=== Assignment ===
Give an exact copy of every entry.

── Entries provided

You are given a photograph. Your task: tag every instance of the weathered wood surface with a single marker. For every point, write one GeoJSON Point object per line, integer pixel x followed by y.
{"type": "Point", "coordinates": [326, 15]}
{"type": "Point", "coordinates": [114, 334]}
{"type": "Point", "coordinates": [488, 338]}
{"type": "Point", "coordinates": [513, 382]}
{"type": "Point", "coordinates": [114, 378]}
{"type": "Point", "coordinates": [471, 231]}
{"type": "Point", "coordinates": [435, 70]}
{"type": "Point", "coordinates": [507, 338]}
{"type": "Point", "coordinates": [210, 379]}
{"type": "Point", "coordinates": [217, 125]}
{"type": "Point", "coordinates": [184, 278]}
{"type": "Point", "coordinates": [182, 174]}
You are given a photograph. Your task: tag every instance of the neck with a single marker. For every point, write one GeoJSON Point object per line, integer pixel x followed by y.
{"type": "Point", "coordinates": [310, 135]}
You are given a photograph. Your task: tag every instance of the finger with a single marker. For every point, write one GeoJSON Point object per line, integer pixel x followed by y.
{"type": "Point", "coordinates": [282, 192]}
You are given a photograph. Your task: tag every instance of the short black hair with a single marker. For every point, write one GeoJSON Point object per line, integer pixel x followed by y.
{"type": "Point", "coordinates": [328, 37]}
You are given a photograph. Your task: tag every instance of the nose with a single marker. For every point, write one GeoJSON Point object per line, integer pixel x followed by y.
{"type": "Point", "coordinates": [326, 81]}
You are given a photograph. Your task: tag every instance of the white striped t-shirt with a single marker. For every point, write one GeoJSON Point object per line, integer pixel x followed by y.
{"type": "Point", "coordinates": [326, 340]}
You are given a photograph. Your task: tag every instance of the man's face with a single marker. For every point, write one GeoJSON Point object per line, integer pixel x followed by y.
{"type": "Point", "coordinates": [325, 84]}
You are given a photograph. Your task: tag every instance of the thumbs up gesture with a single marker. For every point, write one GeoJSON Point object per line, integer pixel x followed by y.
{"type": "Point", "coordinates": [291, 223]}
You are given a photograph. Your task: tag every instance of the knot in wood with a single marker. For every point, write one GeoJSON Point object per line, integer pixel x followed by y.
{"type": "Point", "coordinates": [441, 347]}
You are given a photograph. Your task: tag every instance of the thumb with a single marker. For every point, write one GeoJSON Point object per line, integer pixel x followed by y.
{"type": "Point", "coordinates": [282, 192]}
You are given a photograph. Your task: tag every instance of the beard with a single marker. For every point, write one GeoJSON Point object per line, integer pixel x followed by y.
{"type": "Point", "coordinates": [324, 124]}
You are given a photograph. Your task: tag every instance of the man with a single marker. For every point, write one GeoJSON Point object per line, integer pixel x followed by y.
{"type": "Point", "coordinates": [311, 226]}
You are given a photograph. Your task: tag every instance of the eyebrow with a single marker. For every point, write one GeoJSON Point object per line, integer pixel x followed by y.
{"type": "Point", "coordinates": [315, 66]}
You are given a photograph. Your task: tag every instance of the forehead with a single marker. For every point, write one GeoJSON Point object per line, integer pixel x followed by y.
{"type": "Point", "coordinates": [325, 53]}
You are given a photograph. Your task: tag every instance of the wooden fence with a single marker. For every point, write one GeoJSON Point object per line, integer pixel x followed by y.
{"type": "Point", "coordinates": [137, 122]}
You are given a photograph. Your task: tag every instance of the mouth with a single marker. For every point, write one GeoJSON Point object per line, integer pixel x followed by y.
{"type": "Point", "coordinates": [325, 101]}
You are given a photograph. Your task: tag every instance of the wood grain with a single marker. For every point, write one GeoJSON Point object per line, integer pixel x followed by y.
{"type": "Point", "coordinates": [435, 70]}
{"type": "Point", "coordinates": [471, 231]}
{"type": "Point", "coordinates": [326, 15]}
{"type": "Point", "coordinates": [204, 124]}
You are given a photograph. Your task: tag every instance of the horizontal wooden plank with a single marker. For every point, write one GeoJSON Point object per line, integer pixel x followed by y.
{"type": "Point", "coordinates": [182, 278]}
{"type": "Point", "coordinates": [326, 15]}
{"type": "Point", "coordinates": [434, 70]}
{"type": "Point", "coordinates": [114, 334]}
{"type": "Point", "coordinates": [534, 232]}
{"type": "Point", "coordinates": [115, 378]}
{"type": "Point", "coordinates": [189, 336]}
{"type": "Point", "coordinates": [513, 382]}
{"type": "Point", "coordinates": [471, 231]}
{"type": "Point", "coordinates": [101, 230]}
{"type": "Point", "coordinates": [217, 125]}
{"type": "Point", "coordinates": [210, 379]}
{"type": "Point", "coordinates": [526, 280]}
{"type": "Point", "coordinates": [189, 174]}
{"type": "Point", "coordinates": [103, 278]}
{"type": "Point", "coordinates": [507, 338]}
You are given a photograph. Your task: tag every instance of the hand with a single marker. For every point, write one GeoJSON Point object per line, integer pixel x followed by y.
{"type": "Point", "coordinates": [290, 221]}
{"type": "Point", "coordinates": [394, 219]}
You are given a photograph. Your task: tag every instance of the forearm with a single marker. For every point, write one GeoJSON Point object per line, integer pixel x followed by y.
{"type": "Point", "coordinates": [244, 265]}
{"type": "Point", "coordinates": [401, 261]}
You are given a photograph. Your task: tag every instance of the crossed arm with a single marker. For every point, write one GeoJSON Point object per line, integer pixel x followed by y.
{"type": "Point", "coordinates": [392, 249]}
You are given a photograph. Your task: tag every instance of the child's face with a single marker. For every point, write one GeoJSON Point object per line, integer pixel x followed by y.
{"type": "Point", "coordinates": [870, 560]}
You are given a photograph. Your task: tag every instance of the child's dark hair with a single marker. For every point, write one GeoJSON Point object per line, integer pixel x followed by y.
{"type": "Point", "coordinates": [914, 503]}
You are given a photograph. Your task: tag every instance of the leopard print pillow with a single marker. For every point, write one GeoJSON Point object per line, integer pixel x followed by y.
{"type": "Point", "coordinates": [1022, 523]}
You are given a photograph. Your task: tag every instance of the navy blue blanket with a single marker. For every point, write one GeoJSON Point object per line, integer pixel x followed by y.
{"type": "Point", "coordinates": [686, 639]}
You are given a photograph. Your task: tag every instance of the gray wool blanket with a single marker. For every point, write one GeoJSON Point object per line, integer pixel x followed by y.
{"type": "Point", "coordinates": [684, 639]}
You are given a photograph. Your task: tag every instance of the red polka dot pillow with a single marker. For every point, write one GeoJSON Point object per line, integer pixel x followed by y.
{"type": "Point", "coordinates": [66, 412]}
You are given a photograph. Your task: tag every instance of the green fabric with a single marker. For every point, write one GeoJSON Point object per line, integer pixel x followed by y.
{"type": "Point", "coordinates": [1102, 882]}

────

=== Response ===
You are given a photograph. Your task: tag every instance of the weathered wood surface with a single marker. For every point, write one GeoJSON Point object per line, integer pixel x followed by y.
{"type": "Point", "coordinates": [326, 15]}
{"type": "Point", "coordinates": [114, 334]}
{"type": "Point", "coordinates": [488, 338]}
{"type": "Point", "coordinates": [513, 382]}
{"type": "Point", "coordinates": [114, 378]}
{"type": "Point", "coordinates": [471, 231]}
{"type": "Point", "coordinates": [435, 70]}
{"type": "Point", "coordinates": [507, 338]}
{"type": "Point", "coordinates": [210, 379]}
{"type": "Point", "coordinates": [217, 125]}
{"type": "Point", "coordinates": [184, 278]}
{"type": "Point", "coordinates": [182, 174]}
You are given a photograph. Your task: tag every instance of the neck with a single marker. For every point, write one GeoJSON Point object per line, integer pixel x followed by y.
{"type": "Point", "coordinates": [310, 135]}
You are given a photograph. Your task: tag every instance of the finger with a single marker. For every point, write one GeoJSON Point object per line, integer pixel x followed by y.
{"type": "Point", "coordinates": [282, 192]}
You are given a photograph. Your task: tag every instance of the short black hair with a single marker. For every point, write one GeoJSON Point object per line, integer pixel x followed by y.
{"type": "Point", "coordinates": [328, 37]}
You are given a photograph. Your task: tag every instance of the nose with a single marker. For every point, write one GeoJSON Point object per line, integer pixel x followed by y.
{"type": "Point", "coordinates": [326, 81]}
You are given a photograph. Your task: tag every instance of the white striped t-shirt with a single marker. For every point, write one GeoJSON Point object per line, integer pixel x followed by y.
{"type": "Point", "coordinates": [326, 340]}
You are given a photograph. Your task: tag every instance of the man's face with a single marker. For every point, write one GeoJSON Point object per line, integer pixel x followed by y.
{"type": "Point", "coordinates": [325, 84]}
You are given a photograph. Your task: tag every instance of the thumbs up gesture with a single marker. For every point, write one GeoJSON Point object per line, integer pixel x followed by y.
{"type": "Point", "coordinates": [291, 223]}
You are given a photograph. Your task: tag every instance of the knot in wood with a single marker. For every point, write one GeoJSON Point object per line, integer pixel x followed by y.
{"type": "Point", "coordinates": [441, 347]}
You are given a photograph. Your task: tag every instance of the thumb with a single marker. For every point, write one GeoJSON Point object per line, integer pixel x followed by y.
{"type": "Point", "coordinates": [282, 192]}
You are given a photograph. Your task: tag every instance of the beard with a single marker. For every point, write one GeoJSON Point object per line, integer pixel x followed by y.
{"type": "Point", "coordinates": [324, 124]}
You are given a photograph. Your task: tag every instance of the man with a single marker. For every point, write one GeoJSON Point object per line, integer pixel x followed by y.
{"type": "Point", "coordinates": [311, 226]}
You are given a photograph. Your task: tag every instance of the eyebrow with a single marker. For every point, write one GeoJSON Point object per line, integer pixel x followed by y.
{"type": "Point", "coordinates": [315, 66]}
You are given a photograph. Your task: tag every instance of the forehead with a single marker. For every point, write one GeoJSON Point object per line, integer pixel x followed by y.
{"type": "Point", "coordinates": [325, 53]}
You are given a photograph. Your task: tag every instance of the wooden fence with a single marker. For every point, write one GeoJSON Point object per line, integer pixel x followed by y.
{"type": "Point", "coordinates": [137, 122]}
You are given a photograph. Your task: tag every instance of the mouth with a single marker. For every point, write one GeoJSON Point object per line, integer pixel x followed by y.
{"type": "Point", "coordinates": [325, 101]}
You are given a photograph. Your task: tag every instance of the wood grain with a single marker. For every point, write one GeoJSON Point object per line, integer pixel x followed by y.
{"type": "Point", "coordinates": [435, 70]}
{"type": "Point", "coordinates": [471, 231]}
{"type": "Point", "coordinates": [326, 15]}
{"type": "Point", "coordinates": [204, 124]}
You are given a photograph. Your task: tag every instance of the horizontal wooden plank with a single marker. For every point, write one GeoJSON Point object per line, integer pixel x followed by y.
{"type": "Point", "coordinates": [182, 278]}
{"type": "Point", "coordinates": [326, 15]}
{"type": "Point", "coordinates": [434, 70]}
{"type": "Point", "coordinates": [114, 334]}
{"type": "Point", "coordinates": [534, 232]}
{"type": "Point", "coordinates": [115, 378]}
{"type": "Point", "coordinates": [189, 336]}
{"type": "Point", "coordinates": [513, 382]}
{"type": "Point", "coordinates": [471, 231]}
{"type": "Point", "coordinates": [101, 230]}
{"type": "Point", "coordinates": [217, 125]}
{"type": "Point", "coordinates": [210, 379]}
{"type": "Point", "coordinates": [526, 280]}
{"type": "Point", "coordinates": [189, 174]}
{"type": "Point", "coordinates": [103, 278]}
{"type": "Point", "coordinates": [507, 338]}
You are given a photograph. Your task: tag every instance of the hand with a single marker. For every point, write one GeoJSON Point object per line, integer pixel x followed by y.
{"type": "Point", "coordinates": [290, 221]}
{"type": "Point", "coordinates": [394, 219]}
You are given a photograph. Your task: tag every instance of the forearm with a single marker. For every point, write one GeoJSON Point object per line, integer pixel x followed by y.
{"type": "Point", "coordinates": [244, 265]}
{"type": "Point", "coordinates": [401, 261]}
You are given a photograph. Your task: tag every instance of the crossed arm with a single marker. For every point, write one GeoJSON Point object per line, integer pixel x followed by y.
{"type": "Point", "coordinates": [392, 249]}
You are given a photograph. Your task: tag every instance of the child's face with a single marker. For every point, write one GeoJSON Point object per line, integer pixel x followed by y.
{"type": "Point", "coordinates": [870, 560]}
You are given a photograph. Your task: tag every instance of the child's dark hair with a single marker. For every point, write one GeoJSON Point object per line, integer pixel x followed by y.
{"type": "Point", "coordinates": [914, 503]}
You are given a photograph. Your task: tag every instance of the leopard print pillow with a single marker. For every point, write one GeoJSON Point object per line, integer pixel x followed by y.
{"type": "Point", "coordinates": [1022, 523]}
You are given a photograph. Your task: tag every instance of the navy blue blanket with a single marker. For every point, write one GeoJSON Point object per line, integer pixel x followed by y.
{"type": "Point", "coordinates": [686, 639]}
You are given a photograph. Your task: tag every instance of the gray wool blanket with a single marker. For every point, write one GeoJSON Point object per line, integer pixel x followed by y.
{"type": "Point", "coordinates": [684, 639]}
You are given a photograph. Your task: tag every instance of the red polka dot pillow with a single marker. For every point, write one GeoJSON Point object per line, integer pixel x followed by y.
{"type": "Point", "coordinates": [66, 412]}
You are given a photograph. Your task: tag every instance of the green fabric with a single marker. For every point, write one GeoJSON Point object per line, integer pixel x followed by y.
{"type": "Point", "coordinates": [1102, 882]}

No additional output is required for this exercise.